Dokument źródłowy:
::::::::
Nawet Boniek już komentuje rzeczywistość ekonomiczną. "My cały czas czekamy. Na co?"
- Zbigniew Boniek przypomniał, że od stycznia 2023 roku Chorwacja przyjmie jako walutę euro
- Były prezes PZPN chciałby, aby Polska również przystąpiła do strefy euro
- Polska nie spełnia aktualnie warunków pozwalających na przyjęcie euro
Boniek o euro
Już za kilka miesięcy euro pojawi się w Chorwacji. Od początku nadchodzącego roku Polacy wybierający się do tego kraju na wypoczynek – a w 2021 roku pojechało tam aż milion turystów z naszego kraju – będą musieli regulować swoje rachunki w tej właśnie walucie, zamiast w chorwackich kunach.
Oznacza to, że kraj, który do Unii Europejskiej przystąpił w 2013 roku – dziewięć lat po Polsce – jako pierwszy przyjmie wspólną unijną walutę. Kiedy czas na Polskę? Kwestię tę poruszył we wtorek... były prezes PZPN Zbigniew Boniek.
"Od 1 stycznia 2023 euro także w Chorwacji... Kuna pójdzie w zapomnienie... My cały czas czekamy... Na co?" – zapytał swoich obserwatorów na Twitterze Boniek.
Czy Polska może przystąpić do strefy euro?
Problem w tym, że warunki pozwalające na przystąpienie do strefy euro Polska już spełniała – przed wybuchem pandemii. COVID-19 podkopał fundamenty, które pozwoliłyby nam na zrobienie tego kroku: potrzeba do niego przede wszystkim niskiej inflacji oraz niskiego deficytu finansów państwa. – Jeszcze trzy-cztery lata temu spełnialiśmy wszystkie warunki. Wystarczyło tylko złożyć wniosek i zadeklarować usztywnienie kursu walutowego, czyli ograniczyć jego wahania, co wówczas nie było dla nas problemem. Z pewnością otrzymalibyśmy pozytywną ocenę Rady Europejskiej, nie było żadnych przeciwwskazań, bo spełnialiśmy wszystkie kryteria. Więc już dawno mielibyśmy euro – mówił w kwietniu tego roku w rozmowie z INNPoland.pl ekonomista Witold Orłowski.
::::::::
Wyodrębnione wiersze:
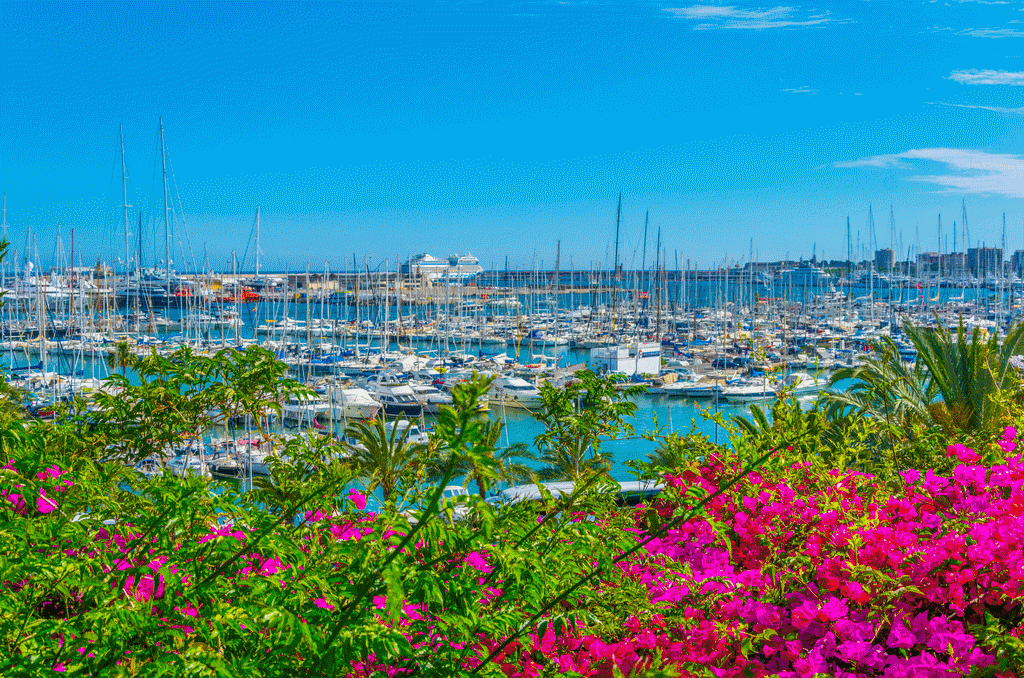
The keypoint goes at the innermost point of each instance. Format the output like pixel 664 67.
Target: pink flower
pixel 358 499
pixel 1008 442
pixel 45 504
pixel 478 562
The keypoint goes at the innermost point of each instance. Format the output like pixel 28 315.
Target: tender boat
pixel 517 391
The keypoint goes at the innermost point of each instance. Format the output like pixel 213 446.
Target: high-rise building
pixel 885 259
pixel 984 260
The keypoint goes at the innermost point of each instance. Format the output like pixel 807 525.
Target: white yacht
pixel 411 430
pixel 351 404
pixel 517 391
pixel 801 383
pixel 395 396
pixel 430 396
pixel 750 390
pixel 303 409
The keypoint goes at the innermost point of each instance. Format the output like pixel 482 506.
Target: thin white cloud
pixel 976 77
pixel 992 33
pixel 968 171
pixel 994 109
pixel 718 16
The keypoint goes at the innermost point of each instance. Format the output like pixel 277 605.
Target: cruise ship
pixel 456 268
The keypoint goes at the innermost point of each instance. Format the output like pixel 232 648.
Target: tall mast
pixel 124 191
pixel 643 259
pixel 614 266
pixel 257 241
pixel 167 209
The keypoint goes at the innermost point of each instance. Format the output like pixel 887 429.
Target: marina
pixel 393 344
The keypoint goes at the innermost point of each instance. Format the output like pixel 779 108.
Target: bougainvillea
pixel 788 568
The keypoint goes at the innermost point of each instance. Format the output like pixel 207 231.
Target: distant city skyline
pixel 383 130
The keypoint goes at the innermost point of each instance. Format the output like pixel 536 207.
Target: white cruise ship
pixel 456 268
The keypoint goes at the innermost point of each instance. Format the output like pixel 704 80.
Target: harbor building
pixel 983 260
pixel 635 358
pixel 885 259
pixel 1017 261
pixel 456 268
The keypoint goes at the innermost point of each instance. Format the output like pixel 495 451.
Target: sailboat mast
pixel 167 209
pixel 124 191
pixel 257 242
pixel 614 266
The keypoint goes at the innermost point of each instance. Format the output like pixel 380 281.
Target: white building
pixel 627 359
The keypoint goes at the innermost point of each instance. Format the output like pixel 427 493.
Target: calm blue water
pixel 672 414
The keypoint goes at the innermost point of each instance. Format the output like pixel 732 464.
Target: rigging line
pixel 181 213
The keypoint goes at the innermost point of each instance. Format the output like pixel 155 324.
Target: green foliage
pixel 951 384
pixel 578 419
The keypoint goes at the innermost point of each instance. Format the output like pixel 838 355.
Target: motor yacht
pixel 517 391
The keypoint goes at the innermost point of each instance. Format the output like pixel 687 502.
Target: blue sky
pixel 386 129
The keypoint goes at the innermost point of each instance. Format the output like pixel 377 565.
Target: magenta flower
pixel 357 498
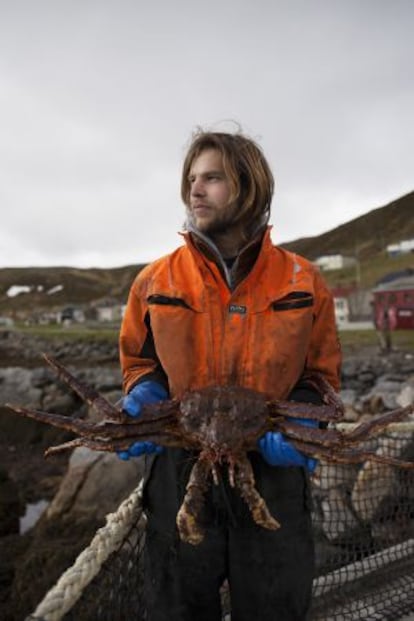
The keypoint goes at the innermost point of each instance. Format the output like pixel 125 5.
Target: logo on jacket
pixel 237 308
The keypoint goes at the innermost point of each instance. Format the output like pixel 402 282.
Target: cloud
pixel 98 103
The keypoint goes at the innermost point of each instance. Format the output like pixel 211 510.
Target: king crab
pixel 223 423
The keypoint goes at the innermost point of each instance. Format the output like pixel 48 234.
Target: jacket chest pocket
pixel 292 301
pixel 164 300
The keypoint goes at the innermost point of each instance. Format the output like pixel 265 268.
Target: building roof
pixel 398 284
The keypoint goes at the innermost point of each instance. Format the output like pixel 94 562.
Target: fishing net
pixel 363 517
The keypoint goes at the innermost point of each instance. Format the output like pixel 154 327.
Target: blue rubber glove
pixel 141 394
pixel 277 451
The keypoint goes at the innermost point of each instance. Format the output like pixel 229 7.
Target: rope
pixel 107 539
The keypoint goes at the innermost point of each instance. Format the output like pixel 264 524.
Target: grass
pixel 402 340
pixel 75 332
pixel 369 271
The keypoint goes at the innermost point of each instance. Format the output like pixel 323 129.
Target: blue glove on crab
pixel 277 451
pixel 141 394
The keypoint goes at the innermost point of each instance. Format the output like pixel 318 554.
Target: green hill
pixel 365 238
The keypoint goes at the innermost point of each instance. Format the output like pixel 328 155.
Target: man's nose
pixel 197 188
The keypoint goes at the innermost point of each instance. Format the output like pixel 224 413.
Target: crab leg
pixel 187 517
pixel 244 480
pixel 87 393
pixel 129 428
pixel 324 388
pixel 348 455
pixel 376 425
pixel 297 409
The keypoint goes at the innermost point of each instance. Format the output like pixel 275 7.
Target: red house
pixel 394 303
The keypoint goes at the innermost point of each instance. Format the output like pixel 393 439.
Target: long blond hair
pixel 251 180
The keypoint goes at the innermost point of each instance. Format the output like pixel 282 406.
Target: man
pixel 228 308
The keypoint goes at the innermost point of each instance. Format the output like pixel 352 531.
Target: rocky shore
pixel 81 489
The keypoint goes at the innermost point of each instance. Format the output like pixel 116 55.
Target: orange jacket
pixel 183 321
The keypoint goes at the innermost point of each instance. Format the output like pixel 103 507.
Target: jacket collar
pixel 244 261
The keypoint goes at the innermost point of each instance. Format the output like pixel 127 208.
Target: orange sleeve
pixel 136 346
pixel 324 353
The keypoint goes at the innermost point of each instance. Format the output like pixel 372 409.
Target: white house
pixel 334 262
pixel 403 247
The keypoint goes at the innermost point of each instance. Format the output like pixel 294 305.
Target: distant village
pixel 390 302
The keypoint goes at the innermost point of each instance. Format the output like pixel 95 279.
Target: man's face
pixel 209 210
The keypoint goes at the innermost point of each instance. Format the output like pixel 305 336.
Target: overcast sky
pixel 98 100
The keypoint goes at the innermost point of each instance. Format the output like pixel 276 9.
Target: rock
pixel 16 387
pixel 11 506
pixel 94 485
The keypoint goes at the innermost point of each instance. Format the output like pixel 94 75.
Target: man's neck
pixel 229 244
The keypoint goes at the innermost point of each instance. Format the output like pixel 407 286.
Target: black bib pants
pixel 269 572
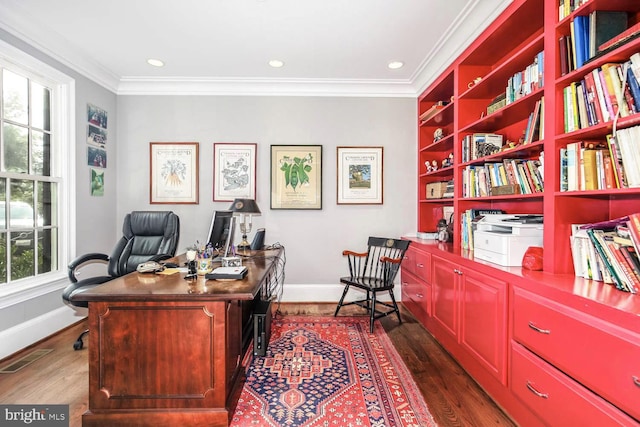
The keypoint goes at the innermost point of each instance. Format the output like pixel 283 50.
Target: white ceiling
pixel 330 47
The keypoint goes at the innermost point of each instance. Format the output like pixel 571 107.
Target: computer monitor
pixel 221 231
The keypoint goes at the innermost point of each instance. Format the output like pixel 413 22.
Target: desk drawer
pixel 555 398
pixel 597 354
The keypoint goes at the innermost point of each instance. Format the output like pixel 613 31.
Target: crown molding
pixel 65 53
pixel 264 87
pixel 471 22
pixel 476 16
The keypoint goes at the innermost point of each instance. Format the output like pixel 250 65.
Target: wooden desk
pixel 164 351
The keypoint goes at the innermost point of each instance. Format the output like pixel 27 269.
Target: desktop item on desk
pixel 245 208
pixel 503 239
pixel 221 233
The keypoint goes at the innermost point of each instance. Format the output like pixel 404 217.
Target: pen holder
pixel 203 266
pixel 231 261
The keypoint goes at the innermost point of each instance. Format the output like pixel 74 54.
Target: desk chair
pixel 374 271
pixel 146 236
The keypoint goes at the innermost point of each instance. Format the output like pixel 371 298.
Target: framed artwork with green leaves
pixel 296 177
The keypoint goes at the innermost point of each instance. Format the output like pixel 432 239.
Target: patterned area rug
pixel 330 371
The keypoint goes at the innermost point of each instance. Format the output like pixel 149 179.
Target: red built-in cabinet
pixel 549 347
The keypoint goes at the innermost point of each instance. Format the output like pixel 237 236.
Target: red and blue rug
pixel 330 371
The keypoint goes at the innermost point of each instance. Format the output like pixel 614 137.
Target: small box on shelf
pixel 436 190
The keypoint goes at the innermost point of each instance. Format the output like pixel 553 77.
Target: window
pixel 33 178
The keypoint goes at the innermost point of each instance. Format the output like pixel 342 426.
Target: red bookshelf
pixel 481 312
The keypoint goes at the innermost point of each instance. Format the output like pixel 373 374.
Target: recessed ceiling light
pixel 155 62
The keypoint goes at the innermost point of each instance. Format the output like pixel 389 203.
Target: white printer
pixel 503 239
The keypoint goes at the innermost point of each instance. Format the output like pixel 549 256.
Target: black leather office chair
pixel 146 236
pixel 374 271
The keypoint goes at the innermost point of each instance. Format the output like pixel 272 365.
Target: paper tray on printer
pixel 227 273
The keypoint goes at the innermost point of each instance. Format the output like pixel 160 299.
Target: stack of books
pixel 608 252
pixel 526 81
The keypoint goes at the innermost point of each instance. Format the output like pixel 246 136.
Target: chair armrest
pixel 73 265
pixel 160 257
pixel 358 254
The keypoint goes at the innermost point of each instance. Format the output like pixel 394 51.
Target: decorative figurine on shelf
pixel 448 161
pixel 191 264
pixel 438 134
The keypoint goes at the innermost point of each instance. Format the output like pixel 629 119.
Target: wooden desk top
pixel 159 287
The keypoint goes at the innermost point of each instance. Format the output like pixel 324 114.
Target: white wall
pixel 313 239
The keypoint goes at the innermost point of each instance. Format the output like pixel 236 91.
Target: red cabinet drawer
pixel 418 263
pixel 423 266
pixel 416 296
pixel 409 261
pixel 597 354
pixel 555 398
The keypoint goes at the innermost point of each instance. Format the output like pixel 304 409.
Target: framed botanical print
pixel 234 171
pixel 359 172
pixel 296 177
pixel 173 172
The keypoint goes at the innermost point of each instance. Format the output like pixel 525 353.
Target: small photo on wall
pixel 97 182
pixel 96 116
pixel 96 157
pixel 96 136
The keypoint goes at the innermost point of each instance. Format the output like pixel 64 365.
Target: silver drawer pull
pixel 536 392
pixel 537 329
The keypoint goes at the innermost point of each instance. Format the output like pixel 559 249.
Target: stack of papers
pixel 227 273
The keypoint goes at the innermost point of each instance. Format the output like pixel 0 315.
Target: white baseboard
pixel 324 293
pixel 23 335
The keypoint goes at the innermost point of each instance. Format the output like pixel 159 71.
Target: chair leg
pixel 344 293
pixel 395 305
pixel 372 309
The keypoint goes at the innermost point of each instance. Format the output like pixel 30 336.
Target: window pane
pixel 16 148
pixel 40 104
pixel 3 257
pixel 40 152
pixel 22 255
pixel 47 204
pixel 47 250
pixel 3 208
pixel 21 206
pixel 15 97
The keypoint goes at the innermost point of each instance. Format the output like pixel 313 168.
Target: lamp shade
pixel 245 206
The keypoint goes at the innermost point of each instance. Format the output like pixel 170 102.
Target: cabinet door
pixel 444 277
pixel 234 340
pixel 483 319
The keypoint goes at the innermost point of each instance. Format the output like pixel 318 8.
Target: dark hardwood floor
pixel 454 399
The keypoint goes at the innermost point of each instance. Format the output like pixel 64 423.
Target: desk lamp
pixel 245 208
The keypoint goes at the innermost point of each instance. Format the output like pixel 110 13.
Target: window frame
pixel 63 128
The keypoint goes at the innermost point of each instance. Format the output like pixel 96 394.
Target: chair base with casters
pixel 147 236
pixel 372 272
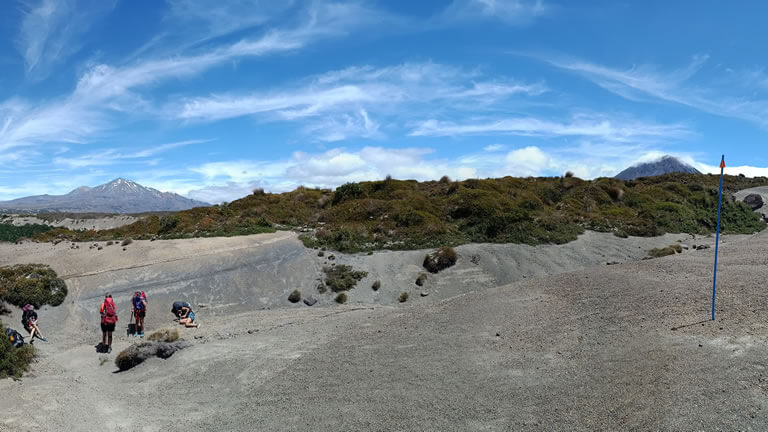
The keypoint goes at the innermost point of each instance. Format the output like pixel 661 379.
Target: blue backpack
pixel 17 340
pixel 137 301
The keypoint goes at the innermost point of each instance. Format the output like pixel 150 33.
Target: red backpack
pixel 109 316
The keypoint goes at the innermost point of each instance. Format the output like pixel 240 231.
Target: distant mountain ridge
pixel 665 165
pixel 118 196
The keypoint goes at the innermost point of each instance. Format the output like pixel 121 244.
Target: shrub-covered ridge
pixel 406 214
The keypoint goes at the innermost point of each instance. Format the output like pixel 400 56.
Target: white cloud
pixel 105 90
pixel 341 104
pixel 676 86
pixel 494 148
pixel 50 31
pixel 514 12
pixel 617 130
pixel 107 157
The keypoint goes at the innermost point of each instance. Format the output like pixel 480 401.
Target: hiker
pixel 108 311
pixel 29 320
pixel 139 310
pixel 184 312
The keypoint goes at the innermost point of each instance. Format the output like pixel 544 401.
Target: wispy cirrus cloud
pixel 342 104
pixel 107 157
pixel 646 82
pixel 104 90
pixel 50 31
pixel 513 12
pixel 612 130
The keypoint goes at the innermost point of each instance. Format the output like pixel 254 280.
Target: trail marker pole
pixel 717 235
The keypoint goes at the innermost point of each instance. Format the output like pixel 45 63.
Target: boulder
pixel 754 200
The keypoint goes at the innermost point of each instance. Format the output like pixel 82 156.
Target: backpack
pixel 26 315
pixel 17 340
pixel 110 312
pixel 137 301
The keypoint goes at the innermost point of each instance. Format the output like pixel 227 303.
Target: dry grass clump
pixel 295 296
pixel 165 335
pixel 441 259
pixel 138 353
pixel 342 277
pixel 34 284
pixel 669 250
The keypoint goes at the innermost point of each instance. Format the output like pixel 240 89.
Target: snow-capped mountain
pixel 665 165
pixel 118 196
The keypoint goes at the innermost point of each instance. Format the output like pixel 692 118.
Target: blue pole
pixel 717 235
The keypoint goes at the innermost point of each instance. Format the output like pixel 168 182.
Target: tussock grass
pixel 406 214
pixel 164 335
pixel 665 251
pixel 342 277
pixel 341 298
pixel 440 260
pixel 295 296
pixel 34 284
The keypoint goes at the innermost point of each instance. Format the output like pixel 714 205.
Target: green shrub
pixel 341 298
pixel 441 259
pixel 14 361
pixel 34 284
pixel 658 253
pixel 12 233
pixel 342 277
pixel 295 296
pixel 165 335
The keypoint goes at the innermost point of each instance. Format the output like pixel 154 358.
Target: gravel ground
pixel 587 347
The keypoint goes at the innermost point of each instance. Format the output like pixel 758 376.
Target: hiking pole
pixel 717 234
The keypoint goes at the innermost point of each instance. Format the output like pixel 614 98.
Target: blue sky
pixel 211 99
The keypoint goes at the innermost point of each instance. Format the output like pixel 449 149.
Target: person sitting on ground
pixel 184 312
pixel 108 311
pixel 139 310
pixel 29 320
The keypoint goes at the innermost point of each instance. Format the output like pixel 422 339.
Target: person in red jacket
pixel 108 311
::::::::
Do zrobienia: Napisz dalszą część artykułu o Zbigniewie Bońku i strefie euro, zaczynając od miejsca po jego ostatnim zdaniu.

Wynik zadania:
Jak zwrócił uwagę, przeszkodę stanowiło nie tylko eurosceptyczne podejście PiS, ale też niewielki entuzjazm naszego społeczeństwa do przyjęcia europejskiej waluty.
Na przeszkodzie do tego stał głównie sceptyczny stosunek rządzących do Unii Europejskiej oraz ich niechęć do waluty euro. Należy jednak pamiętać, że zwykli Polacy też nie chcieli europejskiej waluty, ponieważ obawiali się wzrostu cen. No to teraz zobaczymy, jakie będą ceny, kiedy trzymamy się złotego. Gdyby nie było niechętnego stanowiska większości Polaków, że nie chcą euro w jakiejkolwiek przewidywalnej przyszłości, prawdopodobnie rządzącym też łatwiej byłoby podjąć inną decyzję.
Ile musiałaby teraz czekać Polska, aby zawnioskować o przystąpienie do strefy euro? – Wniosku nie musimy składać, on jest niejako automatyczny. Najpierw jednak musielibyśmy sami wyrazić taką chęć i popracować nad spełnieniem warunków ekonomicznych. A póki co nie mamy nawet decyzji, że tego chcemy. Gdyby ona zapadła, szacuję, że dziś zajęłoby nam to co najmniej pięć lat – dodał ekspert.